What to work on: Below are records to be output exactly, every one of them.

Available records:
::::::
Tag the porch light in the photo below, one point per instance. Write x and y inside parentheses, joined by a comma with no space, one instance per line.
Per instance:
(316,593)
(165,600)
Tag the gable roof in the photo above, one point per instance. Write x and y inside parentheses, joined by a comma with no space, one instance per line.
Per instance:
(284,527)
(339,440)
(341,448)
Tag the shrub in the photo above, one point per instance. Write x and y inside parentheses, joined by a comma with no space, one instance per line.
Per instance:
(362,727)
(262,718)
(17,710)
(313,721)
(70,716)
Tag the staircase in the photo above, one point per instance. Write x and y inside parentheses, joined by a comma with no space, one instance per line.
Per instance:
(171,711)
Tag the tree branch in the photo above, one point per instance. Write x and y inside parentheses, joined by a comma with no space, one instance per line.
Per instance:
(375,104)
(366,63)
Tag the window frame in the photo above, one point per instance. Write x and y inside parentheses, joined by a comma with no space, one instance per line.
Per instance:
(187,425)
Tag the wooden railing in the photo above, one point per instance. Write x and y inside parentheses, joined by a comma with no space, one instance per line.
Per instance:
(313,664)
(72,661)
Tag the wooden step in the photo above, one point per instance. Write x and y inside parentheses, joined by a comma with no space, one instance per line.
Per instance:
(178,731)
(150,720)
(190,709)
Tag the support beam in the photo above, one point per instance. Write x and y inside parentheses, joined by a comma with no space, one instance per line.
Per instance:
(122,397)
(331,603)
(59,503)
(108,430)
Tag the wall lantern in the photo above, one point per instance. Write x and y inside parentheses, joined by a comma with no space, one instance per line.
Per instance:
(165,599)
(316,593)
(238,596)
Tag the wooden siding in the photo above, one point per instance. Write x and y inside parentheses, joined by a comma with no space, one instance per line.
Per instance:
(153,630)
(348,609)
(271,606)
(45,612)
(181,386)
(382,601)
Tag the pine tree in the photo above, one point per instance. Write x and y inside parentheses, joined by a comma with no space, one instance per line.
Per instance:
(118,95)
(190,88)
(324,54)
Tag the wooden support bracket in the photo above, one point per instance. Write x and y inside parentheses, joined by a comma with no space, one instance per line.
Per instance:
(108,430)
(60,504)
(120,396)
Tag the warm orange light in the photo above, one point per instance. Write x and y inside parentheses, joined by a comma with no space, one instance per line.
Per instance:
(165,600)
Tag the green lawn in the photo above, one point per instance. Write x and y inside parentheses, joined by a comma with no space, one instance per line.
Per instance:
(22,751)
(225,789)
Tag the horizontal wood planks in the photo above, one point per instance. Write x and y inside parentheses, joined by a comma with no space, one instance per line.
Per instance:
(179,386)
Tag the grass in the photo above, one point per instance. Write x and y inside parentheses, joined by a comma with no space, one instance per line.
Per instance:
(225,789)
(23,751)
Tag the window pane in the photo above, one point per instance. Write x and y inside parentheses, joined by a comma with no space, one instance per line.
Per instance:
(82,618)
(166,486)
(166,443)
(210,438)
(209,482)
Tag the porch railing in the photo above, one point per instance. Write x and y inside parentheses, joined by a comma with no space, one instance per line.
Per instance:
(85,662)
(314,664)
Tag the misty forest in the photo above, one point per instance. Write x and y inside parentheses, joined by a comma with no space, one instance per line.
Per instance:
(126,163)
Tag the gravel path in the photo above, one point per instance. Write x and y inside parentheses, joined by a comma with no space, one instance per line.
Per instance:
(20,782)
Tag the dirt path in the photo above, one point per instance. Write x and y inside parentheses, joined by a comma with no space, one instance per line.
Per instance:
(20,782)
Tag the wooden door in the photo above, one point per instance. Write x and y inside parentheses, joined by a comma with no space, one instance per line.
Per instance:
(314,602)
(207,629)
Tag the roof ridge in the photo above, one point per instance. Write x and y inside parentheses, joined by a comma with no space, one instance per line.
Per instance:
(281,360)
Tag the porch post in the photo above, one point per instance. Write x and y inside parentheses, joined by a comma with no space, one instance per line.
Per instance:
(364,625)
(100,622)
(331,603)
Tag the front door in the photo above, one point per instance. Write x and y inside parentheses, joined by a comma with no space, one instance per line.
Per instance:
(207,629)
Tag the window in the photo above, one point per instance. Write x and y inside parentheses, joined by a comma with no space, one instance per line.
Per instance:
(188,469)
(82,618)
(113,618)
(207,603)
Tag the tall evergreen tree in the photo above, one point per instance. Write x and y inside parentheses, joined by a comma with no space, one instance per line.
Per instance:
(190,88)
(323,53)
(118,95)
::::::
Answer to this task:
Tag the porch light in the photo below, one point per instance. Write x and y inside parentheses, joined by a comma with no space, one instance per line.
Per instance:
(316,593)
(165,600)
Tag the gable roof in the photo above, one point per instance. Write x and y inside parentheses, joined by a comma with no space, one instance per line.
Per instance:
(284,527)
(339,440)
(341,448)
Tag the shrub in the photo above, one point per instance. Write x and y inside parentheses, joined by a comma with no space, one instance per line.
Per instance:
(362,727)
(262,718)
(17,710)
(313,721)
(70,716)
Tag the staircase in the photo above, one point per instance. Write x and y inside parentheses, joined by a comma with no space, one instance per line.
Per instance:
(171,711)
Tag the tree branch in the photo above, one point per instance. Write x and y inside parentheses, joined by a comma with no space, one instance per line.
Per instance:
(375,104)
(366,63)
Tag the window frame in the photo above, one point per instance. Write x and y inside parentheses, joined by a comma with no space, one instance per line.
Per instance:
(187,425)
Tag the wooden railing in the photo above, one point per instance. Write x and y inside parentheses, joined by a comma with no space, one instance per line.
Per instance:
(313,664)
(72,661)
Tag the wooden step in the photo above, one point per instance. Write x and y inside parentheses, joined by a comma with no space, one instance per line.
Per instance:
(178,731)
(150,720)
(190,709)
Tag the support beam in the photo above, one point per instance. Write x and y inside parentheses, joined by a comma with no space, one instance per line.
Per instance:
(122,397)
(331,603)
(59,503)
(108,430)
Tag the wall lantern in the photo above, one point per instance. Write x and y inside parentheses, joined by a comma with no space, one instance per line.
Per instance:
(165,599)
(316,593)
(238,596)
Tag the wooden siding in the photo above, one point per instance. Write x and y inside parentheses, joined by a comma with no space, one instance per line.
Per instance:
(153,630)
(348,609)
(271,606)
(45,612)
(181,386)
(382,601)
Tag the pine tree in the photo above, one point per instance. Write x and y inside parentheses, joined by a comma with no space, one instance per line.
Per instance:
(118,95)
(190,88)
(324,54)
Tag the wooden support bracket in the photo above, one point per instance. Write x and y inside parentheses, joined by a comma with no space, one instance per line.
Per instance:
(108,430)
(60,504)
(120,396)
Tag the warm orange light in the photo above, one point per instance. Write x and y inside parentheses, joined by a comma with no space, one instance per line.
Per instance:
(165,600)
Tag the green lawn in the photo above, one point per instance. Write x and y inside parentheses, joined by a comma with no space, one instance per line.
Per instance:
(22,751)
(225,789)
Tag the horizontal wood planks in the photo above, one point per instance. Write x and y inside parentheses, joined by a comma with no space, one instance per line.
Per instance:
(179,386)
Tag the grass in the photo above, one point per instance. Write x and y inside parentheses, joined by a comma with no space, one instance per line.
Per instance:
(225,789)
(23,751)
Tag the window pane in the photo above, one point per instance. Write x and y inside parentheses, joined by a comma with no space, one instance per line.
Per instance:
(82,618)
(166,486)
(166,443)
(210,438)
(209,482)
Tag the porch railing in the photo above, one point per instance. Write x and y inside parentheses, joined by a comma with no space, one instance per line.
Per instance:
(85,662)
(314,664)
Tag the misty forest in the photo above, one point per instance. Write x and y inside parentheses, joined by a comma with no space, one instance per line.
Per instance:
(126,163)
Tag the gravel path in the photo above, one point per instance. Write x and y inside parentheses, joined by a comma with no space, one instance per line.
Per instance:
(20,782)
Tag the dirt path in the photo above, one point per instance. Write x and y inside parentheses, joined by a comma with no space, one instance per line.
Per instance:
(20,782)
Tag the wooden door in the photo above, one point per instance. Write x and y inside parentheses, joined by a comma with no space, one instance per line.
Per instance:
(314,602)
(207,629)
Tag the roof ridge in the photo above, one point per instance. Write x and y inside parentheses, joined by a comma with no space, one instance per line.
Per instance:
(281,360)
Tag the porch post in the photo above, one point per instance. Write x and y inside parentheses, joined by a comma with no space, one instance per line.
Per instance:
(364,625)
(100,622)
(331,603)
Tag the front door in the photo above, one point per instance. Write x and y inside parentheses, joined by a comma with no space, one instance per line.
Per instance:
(207,629)
Tag the window in the photo above, one point per instance. Write x and y inside parentheses, joined by a comma with no space, one instance per line.
Per instance:
(188,469)
(82,618)
(113,618)
(207,603)
Tag the tall evergreen tree in the photo above, one point per instance. Write x and y inside parentheses, joined by a comma with no space, one instance per line.
Per instance:
(190,88)
(323,53)
(118,95)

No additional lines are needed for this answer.